*Natural language region descriptions*:
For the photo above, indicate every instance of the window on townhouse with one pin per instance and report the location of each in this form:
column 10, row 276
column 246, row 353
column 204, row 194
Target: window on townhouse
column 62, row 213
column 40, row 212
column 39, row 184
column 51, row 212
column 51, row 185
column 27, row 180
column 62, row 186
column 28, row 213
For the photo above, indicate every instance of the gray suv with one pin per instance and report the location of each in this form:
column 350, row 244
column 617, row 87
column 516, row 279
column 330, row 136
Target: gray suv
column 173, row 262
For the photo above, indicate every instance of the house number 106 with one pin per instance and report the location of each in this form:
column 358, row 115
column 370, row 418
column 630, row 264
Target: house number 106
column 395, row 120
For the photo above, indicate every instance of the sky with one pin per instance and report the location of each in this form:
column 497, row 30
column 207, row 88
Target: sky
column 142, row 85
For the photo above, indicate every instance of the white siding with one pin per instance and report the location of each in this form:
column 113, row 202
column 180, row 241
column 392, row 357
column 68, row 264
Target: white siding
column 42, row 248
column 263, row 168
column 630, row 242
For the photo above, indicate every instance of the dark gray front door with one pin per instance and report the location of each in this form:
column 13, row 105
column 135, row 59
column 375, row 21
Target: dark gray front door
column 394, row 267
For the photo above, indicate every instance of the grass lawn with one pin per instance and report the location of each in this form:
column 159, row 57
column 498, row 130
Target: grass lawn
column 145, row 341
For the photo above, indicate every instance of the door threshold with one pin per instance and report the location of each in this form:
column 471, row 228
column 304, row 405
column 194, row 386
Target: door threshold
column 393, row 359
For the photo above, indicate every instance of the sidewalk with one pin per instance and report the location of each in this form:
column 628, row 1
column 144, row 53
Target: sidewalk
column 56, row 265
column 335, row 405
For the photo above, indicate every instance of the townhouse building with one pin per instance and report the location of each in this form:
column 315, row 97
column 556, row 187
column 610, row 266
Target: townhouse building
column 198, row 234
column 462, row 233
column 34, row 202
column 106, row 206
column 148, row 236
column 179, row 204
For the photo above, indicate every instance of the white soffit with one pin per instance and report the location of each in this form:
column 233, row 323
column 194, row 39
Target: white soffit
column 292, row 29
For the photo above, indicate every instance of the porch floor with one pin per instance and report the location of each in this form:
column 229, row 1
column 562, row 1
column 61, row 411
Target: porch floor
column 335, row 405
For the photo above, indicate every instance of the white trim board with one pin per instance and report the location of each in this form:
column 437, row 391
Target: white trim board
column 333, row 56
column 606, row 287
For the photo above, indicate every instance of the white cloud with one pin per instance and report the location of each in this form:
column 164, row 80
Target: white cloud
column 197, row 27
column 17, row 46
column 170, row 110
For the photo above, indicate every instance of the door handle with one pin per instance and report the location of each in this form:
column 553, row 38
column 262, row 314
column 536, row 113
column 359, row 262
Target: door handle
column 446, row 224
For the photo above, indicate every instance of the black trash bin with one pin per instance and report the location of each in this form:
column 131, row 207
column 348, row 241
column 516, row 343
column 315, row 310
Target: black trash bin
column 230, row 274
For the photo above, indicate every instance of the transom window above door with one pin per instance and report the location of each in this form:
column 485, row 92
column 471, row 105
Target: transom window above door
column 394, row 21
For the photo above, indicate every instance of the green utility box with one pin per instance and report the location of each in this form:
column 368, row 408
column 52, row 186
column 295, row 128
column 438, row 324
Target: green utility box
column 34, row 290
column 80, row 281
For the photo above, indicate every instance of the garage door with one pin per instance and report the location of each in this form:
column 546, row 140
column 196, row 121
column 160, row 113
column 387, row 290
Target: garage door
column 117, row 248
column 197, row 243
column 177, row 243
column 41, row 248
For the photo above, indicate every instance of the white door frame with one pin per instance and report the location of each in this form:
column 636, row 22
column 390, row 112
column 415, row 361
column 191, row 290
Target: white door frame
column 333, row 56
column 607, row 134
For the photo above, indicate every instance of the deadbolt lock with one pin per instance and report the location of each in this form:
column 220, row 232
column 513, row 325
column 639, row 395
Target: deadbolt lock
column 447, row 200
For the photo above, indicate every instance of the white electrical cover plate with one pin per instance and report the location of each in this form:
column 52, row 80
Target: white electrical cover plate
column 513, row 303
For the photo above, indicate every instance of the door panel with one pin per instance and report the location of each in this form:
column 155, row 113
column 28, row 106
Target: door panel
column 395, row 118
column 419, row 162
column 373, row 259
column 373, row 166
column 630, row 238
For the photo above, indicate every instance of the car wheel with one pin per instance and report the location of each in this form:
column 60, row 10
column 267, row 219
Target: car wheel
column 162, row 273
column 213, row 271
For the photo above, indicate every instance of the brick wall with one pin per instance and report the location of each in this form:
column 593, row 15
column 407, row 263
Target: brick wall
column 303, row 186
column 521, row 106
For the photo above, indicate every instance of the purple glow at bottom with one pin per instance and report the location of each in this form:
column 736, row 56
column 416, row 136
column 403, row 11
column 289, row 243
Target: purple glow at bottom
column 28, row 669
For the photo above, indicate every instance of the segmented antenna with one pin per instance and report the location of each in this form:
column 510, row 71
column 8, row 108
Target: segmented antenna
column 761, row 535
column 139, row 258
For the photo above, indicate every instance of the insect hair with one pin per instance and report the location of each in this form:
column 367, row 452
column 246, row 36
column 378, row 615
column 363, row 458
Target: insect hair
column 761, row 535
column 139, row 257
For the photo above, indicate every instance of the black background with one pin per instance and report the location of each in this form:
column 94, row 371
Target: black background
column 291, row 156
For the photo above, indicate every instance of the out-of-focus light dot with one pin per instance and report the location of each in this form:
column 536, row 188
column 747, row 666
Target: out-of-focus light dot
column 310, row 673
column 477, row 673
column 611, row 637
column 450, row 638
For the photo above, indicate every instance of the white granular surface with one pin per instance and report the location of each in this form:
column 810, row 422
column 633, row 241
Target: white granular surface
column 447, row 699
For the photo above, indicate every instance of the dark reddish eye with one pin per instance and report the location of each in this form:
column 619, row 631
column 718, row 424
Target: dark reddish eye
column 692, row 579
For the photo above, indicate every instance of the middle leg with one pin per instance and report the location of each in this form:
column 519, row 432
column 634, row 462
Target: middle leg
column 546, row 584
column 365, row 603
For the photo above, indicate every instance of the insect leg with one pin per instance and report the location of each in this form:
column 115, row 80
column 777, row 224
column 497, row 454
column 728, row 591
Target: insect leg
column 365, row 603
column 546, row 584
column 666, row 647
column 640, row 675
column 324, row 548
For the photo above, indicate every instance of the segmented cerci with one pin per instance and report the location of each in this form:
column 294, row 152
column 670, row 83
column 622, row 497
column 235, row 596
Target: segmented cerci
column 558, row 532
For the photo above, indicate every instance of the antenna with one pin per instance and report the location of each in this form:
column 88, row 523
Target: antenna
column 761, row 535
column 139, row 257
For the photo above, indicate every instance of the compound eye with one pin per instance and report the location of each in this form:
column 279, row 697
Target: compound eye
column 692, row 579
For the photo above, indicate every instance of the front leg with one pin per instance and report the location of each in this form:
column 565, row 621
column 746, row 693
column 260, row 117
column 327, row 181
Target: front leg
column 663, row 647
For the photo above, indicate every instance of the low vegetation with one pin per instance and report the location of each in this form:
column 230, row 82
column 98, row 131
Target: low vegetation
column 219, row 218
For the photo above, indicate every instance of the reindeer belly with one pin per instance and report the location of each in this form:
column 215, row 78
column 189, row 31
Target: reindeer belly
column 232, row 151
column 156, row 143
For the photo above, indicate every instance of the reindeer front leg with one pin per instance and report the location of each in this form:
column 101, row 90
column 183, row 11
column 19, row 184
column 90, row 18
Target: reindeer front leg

*THE TASK*: In full and word for word, output the entries.

*RESULT OF THIS EXERCISE*:
For the photo above, indicate every instance of the window on townhouse with one pin per instance and report the location of each in this form:
column 10, row 276
column 246, row 353
column 204, row 194
Target: window on townhouse
column 62, row 213
column 40, row 212
column 39, row 184
column 51, row 212
column 51, row 185
column 27, row 180
column 62, row 186
column 28, row 213
For the photo above, indicate every instance of the gray suv with one pin per instance and report the location of each in this form:
column 350, row 244
column 617, row 87
column 516, row 279
column 330, row 136
Target: gray suv
column 173, row 262
For the photo above, indicate every instance of the house number 106 with one pin per instance and report the location of each in this form:
column 358, row 115
column 370, row 418
column 630, row 264
Target: house number 106
column 395, row 120
For the photo above, indicate every instance of the sky with one pin per instance and report the location of each in this form:
column 497, row 30
column 207, row 88
Target: sky
column 142, row 85
For the photo above, indicate every instance of the white siding with one pin per instance and report the location of each in this form:
column 113, row 202
column 180, row 241
column 392, row 357
column 68, row 264
Target: white siding
column 42, row 248
column 263, row 168
column 630, row 242
For the photo above, indicate every instance of the dark gray front door with one pin per instance and report the location of each in this form:
column 13, row 105
column 135, row 59
column 375, row 21
Target: dark gray front door
column 394, row 267
For the photo above, indicate every instance of the grass lawn with one pin per instance and report the location of each in this form:
column 159, row 57
column 498, row 130
Target: grass lawn
column 145, row 341
For the photo above, indicate every instance of the door threshold with one pin per instance and report the location of each in this form:
column 471, row 228
column 304, row 405
column 194, row 386
Target: door threshold
column 393, row 359
For the photo above, indicate every instance of the sidewalk with one pin per instance and report the location of each in this form:
column 628, row 1
column 144, row 53
Target: sidewalk
column 56, row 265
column 335, row 405
For the photo above, indicate every instance of the townhouse building with one pin per instance and report the location of each in this form:
column 315, row 97
column 556, row 187
column 610, row 266
Target: townhouse building
column 198, row 234
column 462, row 233
column 34, row 202
column 106, row 206
column 148, row 236
column 179, row 204
For the photo above, indicate every instance of the white soffit with one pin per instance and report the location of each in this form:
column 233, row 323
column 194, row 39
Target: white soffit
column 292, row 29
For the photo above, indicate every instance of the porch floor with one pin per instance and report the location of each in this form:
column 229, row 1
column 562, row 1
column 61, row 411
Target: porch floor
column 335, row 405
For the photo above, indicate every instance of the white trim board with one pin per instance and report the location of each in this form:
column 437, row 391
Target: white trim board
column 333, row 56
column 606, row 287
For the photo above, indicate every instance of the white cloud with one pin per instance and report the location of each in this form:
column 164, row 80
Target: white cloud
column 197, row 27
column 17, row 46
column 170, row 110
For the photo above, indicate every instance of the door handle with one pin per instance and report the location of each in this form:
column 553, row 38
column 262, row 314
column 536, row 113
column 359, row 262
Target: door handle
column 446, row 224
For the photo above, indicate every instance of the black trash bin with one pin per instance and report the location of each in this form:
column 131, row 207
column 348, row 241
column 516, row 343
column 315, row 310
Target: black trash bin
column 230, row 274
For the photo above, indicate every instance of the transom window above door with one pin per instance and report the location of each in this form:
column 485, row 92
column 471, row 105
Target: transom window above door
column 394, row 21
For the photo above, indicate every instance of the green utility box with one pin per instance and report the location of each in this form:
column 368, row 408
column 52, row 186
column 295, row 128
column 438, row 324
Target: green utility box
column 34, row 290
column 80, row 281
For the photo above, indicate every instance of the garage door with one pin per instance and report the location of each in this form:
column 546, row 140
column 196, row 121
column 160, row 113
column 387, row 290
Target: garage door
column 117, row 248
column 197, row 243
column 177, row 243
column 41, row 248
For the photo above, indicate every instance of the white door frame with one pin per instance and report the location of each in this form:
column 636, row 22
column 390, row 112
column 415, row 361
column 191, row 290
Target: white door frame
column 333, row 56
column 607, row 134
For the photo above, indicate every instance of the deadbolt lock with one pin per instance and report the location of each in this form:
column 220, row 232
column 513, row 325
column 639, row 395
Target: deadbolt lock
column 447, row 200
For the photo above, indicate every instance of the white electrical cover plate with one pin per instance and report the location of each in this form:
column 52, row 80
Target: white electrical cover plate
column 513, row 303
For the photo above, indicate every instance of the door panel with one pin per instance and report the location of each in this form:
column 155, row 113
column 28, row 106
Target: door panel
column 395, row 118
column 419, row 162
column 373, row 259
column 373, row 166
column 630, row 238
For the photo above, indicate every instance of the car wheel with one pin per instance and report the location of each in this form:
column 60, row 10
column 267, row 219
Target: car wheel
column 162, row 273
column 213, row 271
For the photo above, indicate every instance of the brick wall with one pin per instance and report the location of each in this form:
column 593, row 15
column 407, row 263
Target: brick wall
column 303, row 186
column 521, row 106
For the photo above, indicate every instance of the purple glow at bottom with one pin per instance and report the location of each in this form:
column 736, row 56
column 416, row 136
column 403, row 11
column 289, row 243
Target: purple glow at bottom
column 28, row 669
For the photo above, indicate every instance of the segmented antenna with one pin per instance and report the location of each in this form:
column 510, row 71
column 8, row 108
Target: segmented antenna
column 761, row 535
column 139, row 258
For the photo above, indicate every instance of the insect hair with one pin per instance and report the location of each in this form:
column 367, row 452
column 246, row 36
column 378, row 615
column 363, row 458
Target: insect hair
column 761, row 535
column 139, row 257
For the photo above, indicate every instance of the black background with one pin per instance and report the location of each in this form:
column 94, row 371
Target: black background
column 291, row 156
For the photo above, indicate every instance of the out-of-focus light dot with one pin per instance and report the location of each in this form:
column 536, row 188
column 747, row 666
Target: out-of-focus light dot
column 310, row 673
column 477, row 673
column 611, row 637
column 450, row 638
For the photo above, indicate every instance of the white granular surface with one pin per instance and report the location of each in this form:
column 810, row 422
column 633, row 241
Target: white granular surface
column 447, row 699
For the photo above, indicate every instance of the dark reddish eye with one pin per instance and report the location of each in this form:
column 619, row 631
column 718, row 424
Target: dark reddish eye
column 692, row 579
For the photo above, indicate every instance of the middle leg with one pin per instance and report the location of each in this form:
column 519, row 432
column 634, row 462
Target: middle leg
column 546, row 584
column 365, row 603
For the photo above, indicate every instance of the insect leg with one pin per instance and report the location of each in this form:
column 115, row 80
column 777, row 224
column 497, row 454
column 728, row 591
Target: insect leg
column 365, row 603
column 546, row 584
column 666, row 647
column 640, row 675
column 324, row 548
For the photo above, indicate every instance of the segmented cerci with one pin per instance and report the location of each in this form:
column 294, row 152
column 670, row 83
column 622, row 497
column 235, row 596
Target: segmented cerci
column 558, row 532
For the photo above, indicate every instance of the antenna with one pin per instance and report the location of each in this form:
column 88, row 523
Target: antenna
column 761, row 535
column 139, row 257
For the photo above, indicate every instance of the compound eye with one pin per instance and report the location of each in this form:
column 279, row 697
Target: compound eye
column 692, row 579
For the photo above, indicate every instance of the front leg with one pin per instance and report the location of each in this form:
column 565, row 621
column 746, row 693
column 260, row 117
column 327, row 181
Target: front leg
column 663, row 647
For the photo above, indicate every instance of the low vegetation with one pin per instance and report the location of each in this form:
column 230, row 82
column 98, row 131
Target: low vegetation
column 219, row 218
For the photo above, indicate every instance of the reindeer belly with one pin per instance and report the location of each in this form:
column 215, row 78
column 189, row 31
Target: reindeer belly
column 232, row 151
column 156, row 143
For the photo above, indicate every instance of the reindeer front leg with one pin per instance and report the location of each in this form:
column 101, row 90
column 183, row 11
column 19, row 184
column 90, row 18
Target: reindeer front leg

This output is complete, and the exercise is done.